Up to and including the line that contains "is: arched window", reproduce every line exactly, beginning with the first line below.

* * * * *

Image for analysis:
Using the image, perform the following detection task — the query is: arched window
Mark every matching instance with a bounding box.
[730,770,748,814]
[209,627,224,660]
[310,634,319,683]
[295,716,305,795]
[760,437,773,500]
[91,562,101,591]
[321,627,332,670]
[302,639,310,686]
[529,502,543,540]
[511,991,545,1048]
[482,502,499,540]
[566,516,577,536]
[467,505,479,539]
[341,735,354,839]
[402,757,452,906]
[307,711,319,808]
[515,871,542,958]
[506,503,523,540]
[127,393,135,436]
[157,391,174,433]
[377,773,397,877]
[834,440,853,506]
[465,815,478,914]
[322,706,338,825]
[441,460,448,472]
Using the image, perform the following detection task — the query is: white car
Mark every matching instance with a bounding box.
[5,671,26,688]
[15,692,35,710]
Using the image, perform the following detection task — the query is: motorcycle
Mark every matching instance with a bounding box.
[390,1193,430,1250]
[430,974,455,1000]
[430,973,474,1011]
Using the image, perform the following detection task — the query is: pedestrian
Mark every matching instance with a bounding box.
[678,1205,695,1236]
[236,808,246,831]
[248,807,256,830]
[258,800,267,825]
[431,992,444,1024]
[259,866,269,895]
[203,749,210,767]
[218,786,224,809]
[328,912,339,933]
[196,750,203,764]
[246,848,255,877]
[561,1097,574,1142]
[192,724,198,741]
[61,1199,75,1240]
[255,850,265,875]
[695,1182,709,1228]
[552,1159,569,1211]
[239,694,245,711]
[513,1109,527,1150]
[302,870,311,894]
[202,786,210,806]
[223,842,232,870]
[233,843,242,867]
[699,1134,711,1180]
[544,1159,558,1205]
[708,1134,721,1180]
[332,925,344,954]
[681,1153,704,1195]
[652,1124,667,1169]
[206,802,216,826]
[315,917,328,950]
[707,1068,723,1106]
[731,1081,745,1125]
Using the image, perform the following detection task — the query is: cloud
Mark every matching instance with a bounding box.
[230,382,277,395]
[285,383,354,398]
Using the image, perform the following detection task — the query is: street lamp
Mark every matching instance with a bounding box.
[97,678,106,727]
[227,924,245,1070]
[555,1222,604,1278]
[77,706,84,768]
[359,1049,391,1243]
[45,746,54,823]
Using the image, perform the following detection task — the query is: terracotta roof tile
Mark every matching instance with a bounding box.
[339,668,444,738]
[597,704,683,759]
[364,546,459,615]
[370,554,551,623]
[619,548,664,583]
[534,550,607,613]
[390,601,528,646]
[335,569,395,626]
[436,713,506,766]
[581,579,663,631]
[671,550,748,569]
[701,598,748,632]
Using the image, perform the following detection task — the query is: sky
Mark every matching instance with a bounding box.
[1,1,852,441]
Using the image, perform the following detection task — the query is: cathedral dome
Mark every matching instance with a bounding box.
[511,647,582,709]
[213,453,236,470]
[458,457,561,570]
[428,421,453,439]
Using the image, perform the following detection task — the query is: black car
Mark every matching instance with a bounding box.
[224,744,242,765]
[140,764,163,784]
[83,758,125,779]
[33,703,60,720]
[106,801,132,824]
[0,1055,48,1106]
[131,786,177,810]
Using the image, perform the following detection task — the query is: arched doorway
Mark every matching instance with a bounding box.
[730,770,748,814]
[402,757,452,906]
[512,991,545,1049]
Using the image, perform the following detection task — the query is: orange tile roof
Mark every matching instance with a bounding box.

* * * * *

Expected answer.
Image for analysis:
Using the image, perform the following detection task — the query is: arched window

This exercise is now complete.